#### RECORDS TO USE

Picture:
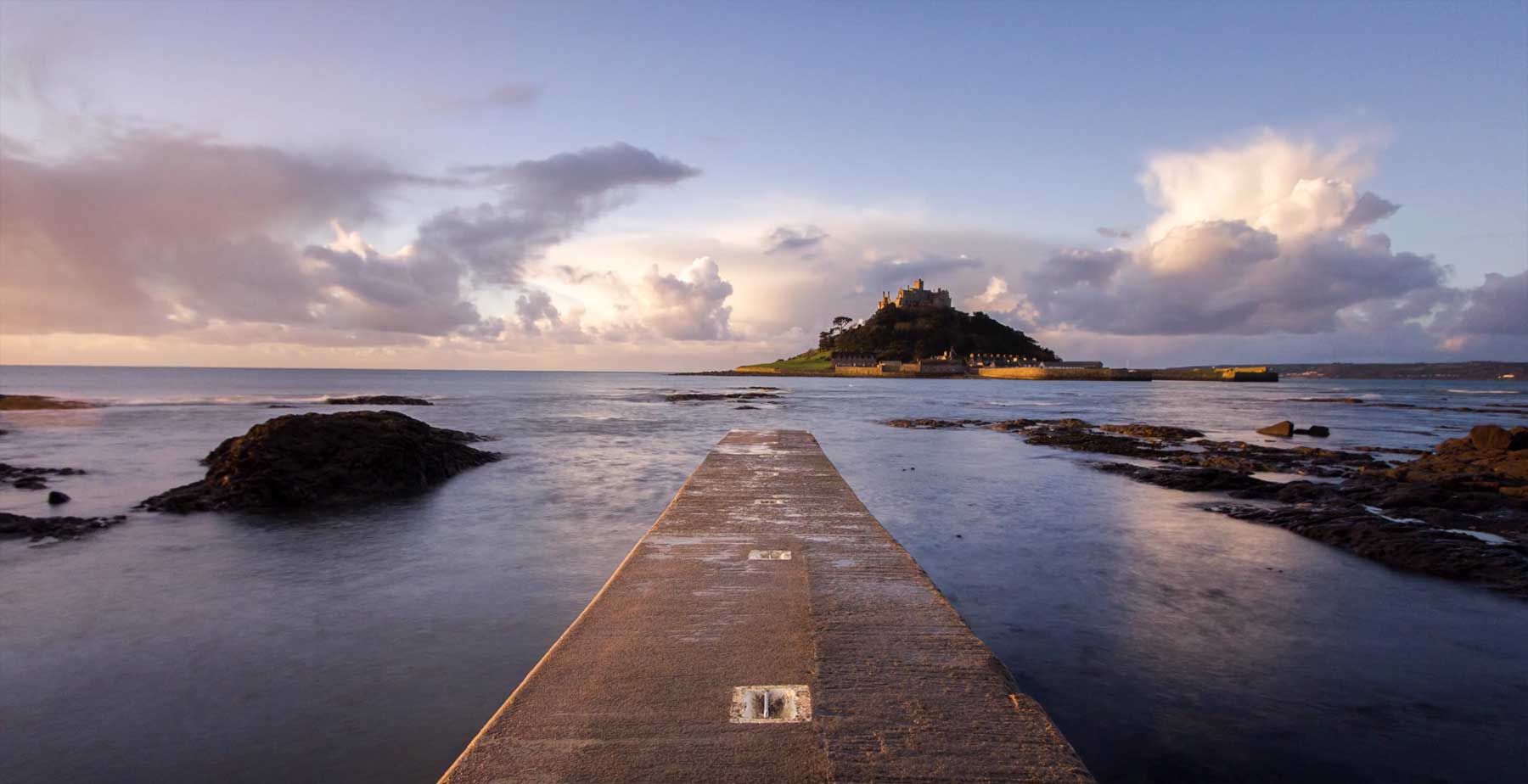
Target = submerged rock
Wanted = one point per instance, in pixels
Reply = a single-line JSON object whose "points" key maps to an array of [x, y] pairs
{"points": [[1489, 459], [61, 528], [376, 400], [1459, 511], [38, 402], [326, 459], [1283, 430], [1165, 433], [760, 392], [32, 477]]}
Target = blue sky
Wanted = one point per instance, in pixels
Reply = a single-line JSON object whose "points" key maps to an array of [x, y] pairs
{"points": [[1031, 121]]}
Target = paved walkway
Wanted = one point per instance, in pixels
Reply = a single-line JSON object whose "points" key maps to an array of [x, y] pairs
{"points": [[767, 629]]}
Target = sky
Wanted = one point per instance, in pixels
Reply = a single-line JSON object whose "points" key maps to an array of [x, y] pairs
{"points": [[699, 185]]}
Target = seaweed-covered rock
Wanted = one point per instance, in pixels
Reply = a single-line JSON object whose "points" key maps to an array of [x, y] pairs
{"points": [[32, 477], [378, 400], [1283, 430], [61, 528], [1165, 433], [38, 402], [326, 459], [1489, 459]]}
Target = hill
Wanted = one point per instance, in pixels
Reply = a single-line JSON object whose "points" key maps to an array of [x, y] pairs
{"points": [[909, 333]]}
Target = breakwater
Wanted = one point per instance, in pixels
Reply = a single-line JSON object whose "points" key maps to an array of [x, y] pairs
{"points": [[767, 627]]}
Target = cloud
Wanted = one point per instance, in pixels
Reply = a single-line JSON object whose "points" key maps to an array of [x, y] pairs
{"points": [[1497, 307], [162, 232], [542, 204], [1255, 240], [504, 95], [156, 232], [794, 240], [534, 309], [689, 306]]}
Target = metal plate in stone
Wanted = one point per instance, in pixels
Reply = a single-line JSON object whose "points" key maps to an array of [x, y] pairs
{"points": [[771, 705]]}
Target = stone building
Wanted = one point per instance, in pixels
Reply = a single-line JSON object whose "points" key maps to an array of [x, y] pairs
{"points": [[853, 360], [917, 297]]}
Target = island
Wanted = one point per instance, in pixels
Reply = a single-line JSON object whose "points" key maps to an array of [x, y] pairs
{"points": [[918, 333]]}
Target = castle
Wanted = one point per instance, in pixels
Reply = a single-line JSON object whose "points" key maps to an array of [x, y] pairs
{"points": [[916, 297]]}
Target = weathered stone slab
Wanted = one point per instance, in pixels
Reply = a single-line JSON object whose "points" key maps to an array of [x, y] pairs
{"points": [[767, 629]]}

########
#### RECORDS TO USE

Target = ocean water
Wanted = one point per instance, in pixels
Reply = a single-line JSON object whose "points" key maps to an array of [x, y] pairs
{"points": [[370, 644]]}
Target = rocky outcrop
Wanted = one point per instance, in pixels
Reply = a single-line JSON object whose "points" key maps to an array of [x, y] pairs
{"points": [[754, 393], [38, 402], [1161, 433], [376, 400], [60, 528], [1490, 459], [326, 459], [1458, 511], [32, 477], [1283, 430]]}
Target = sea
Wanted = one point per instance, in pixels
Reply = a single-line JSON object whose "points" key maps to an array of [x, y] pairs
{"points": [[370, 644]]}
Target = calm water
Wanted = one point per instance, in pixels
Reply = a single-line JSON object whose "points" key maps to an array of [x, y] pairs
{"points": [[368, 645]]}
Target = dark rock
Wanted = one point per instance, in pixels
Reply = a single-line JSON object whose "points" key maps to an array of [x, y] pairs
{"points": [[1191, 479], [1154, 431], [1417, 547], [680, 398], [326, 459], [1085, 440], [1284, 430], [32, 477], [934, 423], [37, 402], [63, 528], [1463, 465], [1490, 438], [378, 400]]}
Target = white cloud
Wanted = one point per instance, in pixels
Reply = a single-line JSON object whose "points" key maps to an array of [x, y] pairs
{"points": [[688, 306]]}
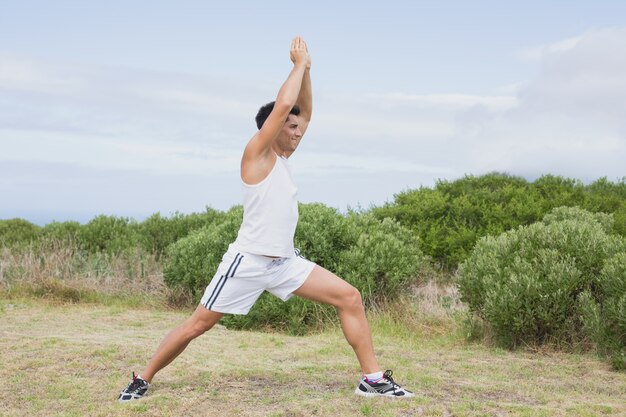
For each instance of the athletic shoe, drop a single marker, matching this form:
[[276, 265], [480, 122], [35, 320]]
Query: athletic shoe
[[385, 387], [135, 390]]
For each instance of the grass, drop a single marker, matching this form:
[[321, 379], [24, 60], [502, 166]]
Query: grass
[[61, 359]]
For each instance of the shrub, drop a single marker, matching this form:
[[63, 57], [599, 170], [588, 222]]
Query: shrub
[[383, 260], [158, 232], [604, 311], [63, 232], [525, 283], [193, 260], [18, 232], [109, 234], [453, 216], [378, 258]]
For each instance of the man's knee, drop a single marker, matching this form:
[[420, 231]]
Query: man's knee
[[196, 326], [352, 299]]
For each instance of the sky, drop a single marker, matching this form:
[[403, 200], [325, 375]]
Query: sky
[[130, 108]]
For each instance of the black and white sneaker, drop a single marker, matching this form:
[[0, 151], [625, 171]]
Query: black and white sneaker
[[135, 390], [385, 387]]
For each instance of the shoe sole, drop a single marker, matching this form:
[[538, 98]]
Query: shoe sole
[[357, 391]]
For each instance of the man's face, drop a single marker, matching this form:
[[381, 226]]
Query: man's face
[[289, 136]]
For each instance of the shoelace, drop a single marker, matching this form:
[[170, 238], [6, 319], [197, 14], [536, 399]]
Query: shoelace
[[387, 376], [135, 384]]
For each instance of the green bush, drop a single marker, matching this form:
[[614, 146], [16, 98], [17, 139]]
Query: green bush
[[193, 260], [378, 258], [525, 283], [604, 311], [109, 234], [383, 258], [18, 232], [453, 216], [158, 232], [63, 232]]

########
#### RECORDS TO USE

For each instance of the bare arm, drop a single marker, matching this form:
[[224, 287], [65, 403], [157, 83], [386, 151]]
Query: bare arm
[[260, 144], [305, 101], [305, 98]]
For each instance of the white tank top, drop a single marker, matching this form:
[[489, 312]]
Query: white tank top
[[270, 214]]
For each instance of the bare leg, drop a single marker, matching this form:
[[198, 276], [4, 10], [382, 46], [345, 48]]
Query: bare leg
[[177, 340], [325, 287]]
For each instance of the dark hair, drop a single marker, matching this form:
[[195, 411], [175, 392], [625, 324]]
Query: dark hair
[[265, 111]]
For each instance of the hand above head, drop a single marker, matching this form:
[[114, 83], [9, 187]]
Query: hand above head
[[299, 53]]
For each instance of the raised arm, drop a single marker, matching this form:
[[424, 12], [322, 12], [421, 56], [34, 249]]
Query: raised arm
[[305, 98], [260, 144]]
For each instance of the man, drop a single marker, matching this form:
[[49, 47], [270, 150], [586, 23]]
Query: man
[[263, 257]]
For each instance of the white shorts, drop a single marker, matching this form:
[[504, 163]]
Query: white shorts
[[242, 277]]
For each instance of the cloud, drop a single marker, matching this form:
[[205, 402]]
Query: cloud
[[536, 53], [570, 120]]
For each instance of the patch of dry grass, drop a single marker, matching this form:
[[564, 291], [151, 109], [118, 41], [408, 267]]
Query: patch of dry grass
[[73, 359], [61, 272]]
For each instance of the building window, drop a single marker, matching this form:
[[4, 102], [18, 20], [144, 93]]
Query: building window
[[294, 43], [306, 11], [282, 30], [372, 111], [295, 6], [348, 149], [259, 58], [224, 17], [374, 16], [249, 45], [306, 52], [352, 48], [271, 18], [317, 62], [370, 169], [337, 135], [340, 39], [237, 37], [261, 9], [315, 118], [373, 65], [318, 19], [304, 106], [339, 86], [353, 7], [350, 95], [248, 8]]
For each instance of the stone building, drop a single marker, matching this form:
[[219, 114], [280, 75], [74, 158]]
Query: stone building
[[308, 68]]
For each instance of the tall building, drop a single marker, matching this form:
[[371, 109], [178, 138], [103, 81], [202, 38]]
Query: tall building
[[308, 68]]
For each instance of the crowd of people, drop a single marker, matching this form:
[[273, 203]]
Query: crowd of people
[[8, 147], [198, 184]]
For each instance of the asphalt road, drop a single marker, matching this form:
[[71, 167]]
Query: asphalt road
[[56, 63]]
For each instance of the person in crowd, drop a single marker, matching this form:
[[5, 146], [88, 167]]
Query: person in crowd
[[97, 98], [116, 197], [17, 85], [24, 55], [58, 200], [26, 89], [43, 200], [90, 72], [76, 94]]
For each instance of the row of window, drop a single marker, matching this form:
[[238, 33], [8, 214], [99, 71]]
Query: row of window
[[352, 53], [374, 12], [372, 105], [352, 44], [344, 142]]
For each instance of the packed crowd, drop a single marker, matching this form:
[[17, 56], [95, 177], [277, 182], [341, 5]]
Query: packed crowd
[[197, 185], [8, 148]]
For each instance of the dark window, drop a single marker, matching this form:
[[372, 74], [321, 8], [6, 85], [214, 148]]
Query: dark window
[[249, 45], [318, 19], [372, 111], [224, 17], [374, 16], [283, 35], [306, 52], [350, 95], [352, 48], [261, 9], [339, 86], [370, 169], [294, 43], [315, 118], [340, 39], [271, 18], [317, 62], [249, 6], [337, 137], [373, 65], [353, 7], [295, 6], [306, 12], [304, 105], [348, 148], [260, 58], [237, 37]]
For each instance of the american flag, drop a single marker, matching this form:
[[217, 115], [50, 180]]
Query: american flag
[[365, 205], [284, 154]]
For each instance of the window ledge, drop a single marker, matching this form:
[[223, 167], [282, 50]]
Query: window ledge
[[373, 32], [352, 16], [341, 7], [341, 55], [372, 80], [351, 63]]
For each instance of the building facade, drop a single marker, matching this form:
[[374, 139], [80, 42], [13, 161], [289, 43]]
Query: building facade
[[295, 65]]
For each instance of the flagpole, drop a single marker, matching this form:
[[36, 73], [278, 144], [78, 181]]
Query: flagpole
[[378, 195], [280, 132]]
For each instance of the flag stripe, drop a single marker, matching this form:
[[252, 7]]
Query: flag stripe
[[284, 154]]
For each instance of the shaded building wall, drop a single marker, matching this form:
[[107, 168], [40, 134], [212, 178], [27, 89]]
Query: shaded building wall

########

* [PROBLEM REQUIREMENTS]: Pull out every line of the entries that includes the word "wall".

* [EXERCISE OUTPUT]:
For each instance of the shaded building wall, drop a single marker, matching this form:
Query: shaded building wall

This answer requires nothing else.